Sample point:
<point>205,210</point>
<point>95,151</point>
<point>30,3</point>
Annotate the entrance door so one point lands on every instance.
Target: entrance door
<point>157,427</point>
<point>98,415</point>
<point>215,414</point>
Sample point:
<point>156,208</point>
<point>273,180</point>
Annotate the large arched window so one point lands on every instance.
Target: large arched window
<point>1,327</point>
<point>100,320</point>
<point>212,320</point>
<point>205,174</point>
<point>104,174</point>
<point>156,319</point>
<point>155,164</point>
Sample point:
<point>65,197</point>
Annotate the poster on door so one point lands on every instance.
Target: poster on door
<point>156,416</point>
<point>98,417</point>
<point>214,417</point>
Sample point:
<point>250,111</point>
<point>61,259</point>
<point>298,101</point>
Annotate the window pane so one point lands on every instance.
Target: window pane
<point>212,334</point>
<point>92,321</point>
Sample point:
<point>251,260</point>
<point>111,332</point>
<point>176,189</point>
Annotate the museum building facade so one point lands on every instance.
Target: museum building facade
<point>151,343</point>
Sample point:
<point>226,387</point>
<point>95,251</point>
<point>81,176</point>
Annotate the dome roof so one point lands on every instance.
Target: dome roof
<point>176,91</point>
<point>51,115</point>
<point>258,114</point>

# # #

ASSIGNMENT: Using the records above, output exactly the lines from the one containing "<point>95,151</point>" through the last line, and no others.

RESPONSE TO THE EXERCISE:
<point>95,151</point>
<point>30,3</point>
Annotate the entrance door so one point lands on every instance.
Target: entrance door
<point>157,427</point>
<point>98,415</point>
<point>215,414</point>
Sample point:
<point>156,208</point>
<point>273,180</point>
Annotate the large arched window so one point lands on every instance.
Target: large arched window
<point>1,327</point>
<point>100,320</point>
<point>212,320</point>
<point>205,174</point>
<point>104,174</point>
<point>156,319</point>
<point>155,164</point>
Sample point:
<point>65,197</point>
Annotate the poster on door so one point lands on every instance.
Target: poster on door
<point>156,416</point>
<point>98,417</point>
<point>214,417</point>
Sample point:
<point>250,111</point>
<point>61,259</point>
<point>298,101</point>
Annotate the window pane so one point lands on every instance.
Target: window pane
<point>212,334</point>
<point>92,321</point>
Sample point:
<point>251,260</point>
<point>111,332</point>
<point>176,189</point>
Annotate the museum building facade so one point lands on every instance.
Target: museum building facade
<point>151,343</point>
Sample point:
<point>226,387</point>
<point>95,251</point>
<point>81,176</point>
Annotate the dome roof so one point lands on every instance.
Target: dome roof
<point>176,91</point>
<point>51,115</point>
<point>258,114</point>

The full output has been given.